TASK MATERIAL:
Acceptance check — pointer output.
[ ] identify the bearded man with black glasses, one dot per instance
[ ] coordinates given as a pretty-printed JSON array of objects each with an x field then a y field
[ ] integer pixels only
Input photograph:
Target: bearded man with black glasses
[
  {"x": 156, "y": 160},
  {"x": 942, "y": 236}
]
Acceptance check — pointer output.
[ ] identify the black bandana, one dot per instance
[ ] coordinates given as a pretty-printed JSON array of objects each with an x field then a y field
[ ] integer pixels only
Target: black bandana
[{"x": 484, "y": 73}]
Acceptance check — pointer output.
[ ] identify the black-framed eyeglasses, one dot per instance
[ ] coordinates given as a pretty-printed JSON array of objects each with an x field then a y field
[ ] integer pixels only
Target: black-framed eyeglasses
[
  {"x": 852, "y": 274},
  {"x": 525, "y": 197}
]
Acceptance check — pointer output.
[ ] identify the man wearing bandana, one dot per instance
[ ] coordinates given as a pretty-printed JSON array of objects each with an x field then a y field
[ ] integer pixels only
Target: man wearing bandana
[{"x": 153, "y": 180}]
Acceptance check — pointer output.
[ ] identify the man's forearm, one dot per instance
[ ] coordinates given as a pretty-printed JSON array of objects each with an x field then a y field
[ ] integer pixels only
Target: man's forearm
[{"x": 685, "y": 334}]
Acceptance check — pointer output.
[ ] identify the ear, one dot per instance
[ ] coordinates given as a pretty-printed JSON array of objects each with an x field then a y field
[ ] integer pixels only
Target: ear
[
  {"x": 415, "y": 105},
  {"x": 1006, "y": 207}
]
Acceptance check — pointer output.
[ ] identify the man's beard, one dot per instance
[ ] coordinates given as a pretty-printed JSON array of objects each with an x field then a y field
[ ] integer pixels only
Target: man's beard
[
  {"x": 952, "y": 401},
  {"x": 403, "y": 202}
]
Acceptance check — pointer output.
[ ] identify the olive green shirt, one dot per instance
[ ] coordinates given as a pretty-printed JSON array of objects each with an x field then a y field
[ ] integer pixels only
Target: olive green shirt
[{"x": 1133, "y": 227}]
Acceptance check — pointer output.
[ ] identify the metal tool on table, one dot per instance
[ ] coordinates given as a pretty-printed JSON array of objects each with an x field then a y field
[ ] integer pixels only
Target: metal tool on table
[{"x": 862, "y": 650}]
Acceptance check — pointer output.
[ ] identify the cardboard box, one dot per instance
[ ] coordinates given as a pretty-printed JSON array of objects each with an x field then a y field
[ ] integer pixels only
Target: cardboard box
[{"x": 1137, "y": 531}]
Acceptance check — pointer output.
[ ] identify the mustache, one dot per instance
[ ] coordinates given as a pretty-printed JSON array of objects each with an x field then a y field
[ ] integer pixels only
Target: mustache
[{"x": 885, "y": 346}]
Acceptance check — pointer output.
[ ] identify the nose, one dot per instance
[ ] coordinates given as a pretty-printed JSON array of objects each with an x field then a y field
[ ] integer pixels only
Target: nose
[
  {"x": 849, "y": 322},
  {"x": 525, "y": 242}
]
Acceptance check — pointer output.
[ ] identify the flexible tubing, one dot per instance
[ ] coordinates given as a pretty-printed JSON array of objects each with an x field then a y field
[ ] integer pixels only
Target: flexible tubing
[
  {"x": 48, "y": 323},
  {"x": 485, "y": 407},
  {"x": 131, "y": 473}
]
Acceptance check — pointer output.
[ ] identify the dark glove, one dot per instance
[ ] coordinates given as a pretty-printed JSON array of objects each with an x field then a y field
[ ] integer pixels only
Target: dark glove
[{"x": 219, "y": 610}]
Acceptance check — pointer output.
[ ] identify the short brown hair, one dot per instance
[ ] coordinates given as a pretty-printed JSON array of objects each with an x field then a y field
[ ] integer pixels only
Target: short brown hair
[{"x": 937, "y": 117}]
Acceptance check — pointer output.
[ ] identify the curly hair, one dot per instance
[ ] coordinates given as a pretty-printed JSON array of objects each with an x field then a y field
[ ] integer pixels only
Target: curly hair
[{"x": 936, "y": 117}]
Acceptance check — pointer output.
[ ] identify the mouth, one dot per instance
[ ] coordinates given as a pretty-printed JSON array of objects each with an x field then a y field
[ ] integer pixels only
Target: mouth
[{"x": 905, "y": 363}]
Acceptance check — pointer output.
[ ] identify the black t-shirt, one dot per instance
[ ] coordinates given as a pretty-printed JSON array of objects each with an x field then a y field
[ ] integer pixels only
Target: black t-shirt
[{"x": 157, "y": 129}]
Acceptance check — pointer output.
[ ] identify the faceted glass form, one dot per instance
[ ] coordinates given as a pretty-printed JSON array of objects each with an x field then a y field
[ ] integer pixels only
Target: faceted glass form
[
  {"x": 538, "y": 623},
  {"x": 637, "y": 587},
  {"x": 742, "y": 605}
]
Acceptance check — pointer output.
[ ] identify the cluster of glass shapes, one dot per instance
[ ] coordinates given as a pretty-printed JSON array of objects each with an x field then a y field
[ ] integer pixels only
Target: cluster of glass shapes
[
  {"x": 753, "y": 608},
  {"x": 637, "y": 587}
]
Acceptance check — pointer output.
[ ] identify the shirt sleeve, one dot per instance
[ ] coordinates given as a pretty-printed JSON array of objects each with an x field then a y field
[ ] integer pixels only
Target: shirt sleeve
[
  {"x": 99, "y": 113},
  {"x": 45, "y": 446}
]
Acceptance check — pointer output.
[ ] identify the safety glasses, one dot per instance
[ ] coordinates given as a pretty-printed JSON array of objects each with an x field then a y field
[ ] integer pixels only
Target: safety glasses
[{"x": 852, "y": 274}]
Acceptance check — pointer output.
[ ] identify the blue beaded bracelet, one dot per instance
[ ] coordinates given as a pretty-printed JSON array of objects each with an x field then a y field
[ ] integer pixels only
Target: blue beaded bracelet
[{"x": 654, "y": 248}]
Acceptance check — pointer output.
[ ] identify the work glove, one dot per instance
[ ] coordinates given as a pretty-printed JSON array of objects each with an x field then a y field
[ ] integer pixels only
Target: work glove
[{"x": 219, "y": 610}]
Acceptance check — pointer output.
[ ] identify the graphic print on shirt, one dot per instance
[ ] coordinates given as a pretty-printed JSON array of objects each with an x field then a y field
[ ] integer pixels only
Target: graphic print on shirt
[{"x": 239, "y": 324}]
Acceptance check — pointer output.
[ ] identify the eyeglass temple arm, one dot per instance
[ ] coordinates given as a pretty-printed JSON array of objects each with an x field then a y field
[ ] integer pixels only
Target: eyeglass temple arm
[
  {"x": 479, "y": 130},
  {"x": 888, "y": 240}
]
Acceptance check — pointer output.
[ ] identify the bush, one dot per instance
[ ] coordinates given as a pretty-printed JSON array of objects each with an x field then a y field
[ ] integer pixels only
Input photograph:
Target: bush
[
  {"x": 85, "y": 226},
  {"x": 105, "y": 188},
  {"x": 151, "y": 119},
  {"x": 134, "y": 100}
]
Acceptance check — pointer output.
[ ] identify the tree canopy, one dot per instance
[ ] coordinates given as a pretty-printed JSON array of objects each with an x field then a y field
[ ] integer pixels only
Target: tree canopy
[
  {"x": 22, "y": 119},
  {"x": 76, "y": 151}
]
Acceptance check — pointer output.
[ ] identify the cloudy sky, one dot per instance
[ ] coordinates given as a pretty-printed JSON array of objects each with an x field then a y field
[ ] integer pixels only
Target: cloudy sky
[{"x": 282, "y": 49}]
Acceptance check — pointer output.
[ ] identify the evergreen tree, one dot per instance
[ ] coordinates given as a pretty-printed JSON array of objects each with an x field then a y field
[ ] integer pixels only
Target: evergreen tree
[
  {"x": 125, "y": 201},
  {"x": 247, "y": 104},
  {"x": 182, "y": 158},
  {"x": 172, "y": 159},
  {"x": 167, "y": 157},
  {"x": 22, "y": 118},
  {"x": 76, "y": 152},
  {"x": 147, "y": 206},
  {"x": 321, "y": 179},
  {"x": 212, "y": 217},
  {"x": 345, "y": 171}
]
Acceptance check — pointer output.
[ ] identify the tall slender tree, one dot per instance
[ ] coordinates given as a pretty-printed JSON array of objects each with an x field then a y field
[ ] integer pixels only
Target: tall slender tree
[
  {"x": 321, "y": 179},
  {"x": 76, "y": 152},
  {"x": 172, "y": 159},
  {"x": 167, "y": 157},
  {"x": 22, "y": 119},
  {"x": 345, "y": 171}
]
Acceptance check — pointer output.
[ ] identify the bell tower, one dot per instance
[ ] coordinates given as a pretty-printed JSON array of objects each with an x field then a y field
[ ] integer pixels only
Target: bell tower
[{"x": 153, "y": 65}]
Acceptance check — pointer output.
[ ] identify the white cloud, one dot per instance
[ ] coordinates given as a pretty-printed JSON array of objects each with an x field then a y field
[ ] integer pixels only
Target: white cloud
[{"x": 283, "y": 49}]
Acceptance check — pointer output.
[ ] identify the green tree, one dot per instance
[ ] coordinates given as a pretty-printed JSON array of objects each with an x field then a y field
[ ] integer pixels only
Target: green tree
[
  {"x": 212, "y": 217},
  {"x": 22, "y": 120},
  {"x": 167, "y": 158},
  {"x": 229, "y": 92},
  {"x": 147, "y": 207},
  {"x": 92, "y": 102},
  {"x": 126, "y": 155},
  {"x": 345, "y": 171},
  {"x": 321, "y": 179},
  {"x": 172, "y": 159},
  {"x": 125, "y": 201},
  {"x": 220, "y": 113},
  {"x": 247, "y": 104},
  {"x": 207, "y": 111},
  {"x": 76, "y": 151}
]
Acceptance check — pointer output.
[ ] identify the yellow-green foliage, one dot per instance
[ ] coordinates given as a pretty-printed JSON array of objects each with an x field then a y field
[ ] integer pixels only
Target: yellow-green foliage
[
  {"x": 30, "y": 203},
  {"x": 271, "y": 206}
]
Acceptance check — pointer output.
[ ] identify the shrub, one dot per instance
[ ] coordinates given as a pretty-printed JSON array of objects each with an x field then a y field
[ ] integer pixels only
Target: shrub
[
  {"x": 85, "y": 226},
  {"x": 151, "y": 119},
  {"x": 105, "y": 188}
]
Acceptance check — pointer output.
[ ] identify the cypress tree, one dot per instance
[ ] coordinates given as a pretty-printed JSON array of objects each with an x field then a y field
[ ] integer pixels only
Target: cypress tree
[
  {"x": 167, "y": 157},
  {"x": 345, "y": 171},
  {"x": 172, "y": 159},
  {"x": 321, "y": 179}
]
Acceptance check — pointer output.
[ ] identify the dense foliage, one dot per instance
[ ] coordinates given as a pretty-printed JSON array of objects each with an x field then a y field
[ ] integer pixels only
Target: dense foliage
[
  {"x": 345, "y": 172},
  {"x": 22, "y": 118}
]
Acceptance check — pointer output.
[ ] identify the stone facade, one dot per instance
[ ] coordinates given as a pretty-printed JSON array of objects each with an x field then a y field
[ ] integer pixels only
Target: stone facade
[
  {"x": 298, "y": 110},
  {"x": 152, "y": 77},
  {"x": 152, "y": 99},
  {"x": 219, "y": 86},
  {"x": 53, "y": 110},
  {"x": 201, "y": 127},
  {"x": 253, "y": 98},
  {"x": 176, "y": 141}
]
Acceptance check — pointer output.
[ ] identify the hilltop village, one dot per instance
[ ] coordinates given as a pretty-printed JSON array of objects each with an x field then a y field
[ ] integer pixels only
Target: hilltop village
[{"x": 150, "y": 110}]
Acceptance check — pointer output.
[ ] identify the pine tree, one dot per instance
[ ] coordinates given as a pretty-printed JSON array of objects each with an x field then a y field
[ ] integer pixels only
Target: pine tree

REQUIRED TASK:
Extract every line of the records above that contains the string "flexible", treating uppercase and lowercase letters as distinct.

EXPECTED OUTPUT:
[ ] identify the flexible tubing, one dot per instance
Target: flexible tubing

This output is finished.